Copy every line of the entries that has the string "list" in it.

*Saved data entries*
::::
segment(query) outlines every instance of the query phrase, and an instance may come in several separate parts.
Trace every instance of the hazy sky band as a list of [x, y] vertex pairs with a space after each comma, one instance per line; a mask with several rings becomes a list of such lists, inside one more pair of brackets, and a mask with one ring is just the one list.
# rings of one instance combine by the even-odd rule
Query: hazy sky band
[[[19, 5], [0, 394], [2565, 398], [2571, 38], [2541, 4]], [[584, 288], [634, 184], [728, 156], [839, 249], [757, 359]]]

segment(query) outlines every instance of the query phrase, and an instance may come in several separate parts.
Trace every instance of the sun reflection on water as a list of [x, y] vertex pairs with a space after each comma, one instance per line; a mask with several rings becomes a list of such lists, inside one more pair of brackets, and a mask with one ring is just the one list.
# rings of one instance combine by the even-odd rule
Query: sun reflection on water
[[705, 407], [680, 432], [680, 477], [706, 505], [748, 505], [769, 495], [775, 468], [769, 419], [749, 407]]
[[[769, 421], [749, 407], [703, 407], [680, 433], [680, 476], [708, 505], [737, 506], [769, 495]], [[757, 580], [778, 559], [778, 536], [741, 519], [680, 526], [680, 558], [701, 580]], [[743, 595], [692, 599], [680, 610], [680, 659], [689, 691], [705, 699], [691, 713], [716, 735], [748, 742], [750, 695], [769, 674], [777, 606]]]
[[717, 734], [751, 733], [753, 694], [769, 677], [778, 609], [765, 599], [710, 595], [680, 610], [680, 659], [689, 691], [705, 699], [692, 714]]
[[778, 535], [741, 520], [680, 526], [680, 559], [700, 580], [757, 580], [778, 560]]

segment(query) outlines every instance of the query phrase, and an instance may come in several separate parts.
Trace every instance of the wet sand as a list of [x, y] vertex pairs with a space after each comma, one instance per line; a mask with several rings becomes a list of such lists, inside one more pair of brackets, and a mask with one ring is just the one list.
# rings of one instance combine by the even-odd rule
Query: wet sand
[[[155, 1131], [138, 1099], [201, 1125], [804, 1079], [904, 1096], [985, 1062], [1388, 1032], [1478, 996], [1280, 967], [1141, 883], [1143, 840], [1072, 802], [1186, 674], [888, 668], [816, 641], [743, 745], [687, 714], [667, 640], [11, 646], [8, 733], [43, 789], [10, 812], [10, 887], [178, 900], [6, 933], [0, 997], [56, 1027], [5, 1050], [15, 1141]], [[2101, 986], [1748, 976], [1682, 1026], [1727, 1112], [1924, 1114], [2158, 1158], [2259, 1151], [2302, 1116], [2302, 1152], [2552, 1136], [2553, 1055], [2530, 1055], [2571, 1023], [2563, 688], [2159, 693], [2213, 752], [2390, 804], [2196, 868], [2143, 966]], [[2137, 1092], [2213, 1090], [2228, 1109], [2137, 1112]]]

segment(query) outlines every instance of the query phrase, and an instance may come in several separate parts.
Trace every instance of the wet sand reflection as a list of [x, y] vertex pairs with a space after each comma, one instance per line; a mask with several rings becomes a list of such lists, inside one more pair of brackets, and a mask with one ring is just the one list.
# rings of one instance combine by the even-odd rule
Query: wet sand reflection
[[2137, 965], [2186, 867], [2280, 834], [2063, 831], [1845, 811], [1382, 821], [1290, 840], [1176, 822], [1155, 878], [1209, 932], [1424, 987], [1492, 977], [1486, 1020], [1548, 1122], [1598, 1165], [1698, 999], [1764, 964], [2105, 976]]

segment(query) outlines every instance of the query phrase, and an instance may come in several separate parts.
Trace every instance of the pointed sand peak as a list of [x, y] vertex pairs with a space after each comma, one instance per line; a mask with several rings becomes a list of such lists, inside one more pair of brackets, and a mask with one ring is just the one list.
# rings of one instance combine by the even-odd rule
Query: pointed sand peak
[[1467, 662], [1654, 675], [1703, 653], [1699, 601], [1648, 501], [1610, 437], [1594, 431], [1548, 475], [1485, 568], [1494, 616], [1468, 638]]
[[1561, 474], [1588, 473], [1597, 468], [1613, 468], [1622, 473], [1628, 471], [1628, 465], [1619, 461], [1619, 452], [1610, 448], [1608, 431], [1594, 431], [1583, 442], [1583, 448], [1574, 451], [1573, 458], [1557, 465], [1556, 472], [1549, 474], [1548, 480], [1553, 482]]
::::
*ANSWER TO THIS EXERCISE*
Trace every instance of the hazy sky band as a list of [x, y] vertex pairs with a space after each comma, one instance per line; a mask with several rings becomes a list of such lists, inside one more pair of brackets, and a mask with one ring is just the one list.
Trace every instance of the sun reflection on water as a list of [x, y] vertex pairs with a space after each comma, one instance per line; a mask with several rings becomes a list of such lists, inside one more pair of brackets, and a mask with one ring is just the one list.
Trace every instance of the wet sand as a list of [x, y] vertex pairs with a space after each comma, one instance per line; a mask with several rings becomes a list of such lists, inside one more pair of brackets, and a mask with one ring is just the one list.
Trace every instance of the wet sand reflection as a list of [x, y] vertex pairs with a space after each comma, one instance per line; a mask with several rings becomes a list of such lists, inside one more pair of brackets, and a mask with one ring is just the one list.
Trace every instance of the pointed sand peak as a list of [x, y] vertex pairs with a space after each comma, one instance per line; a mask with several rings becomes a list of such lists, inside one more pair of brackets, and a mask with one ring is just the one list.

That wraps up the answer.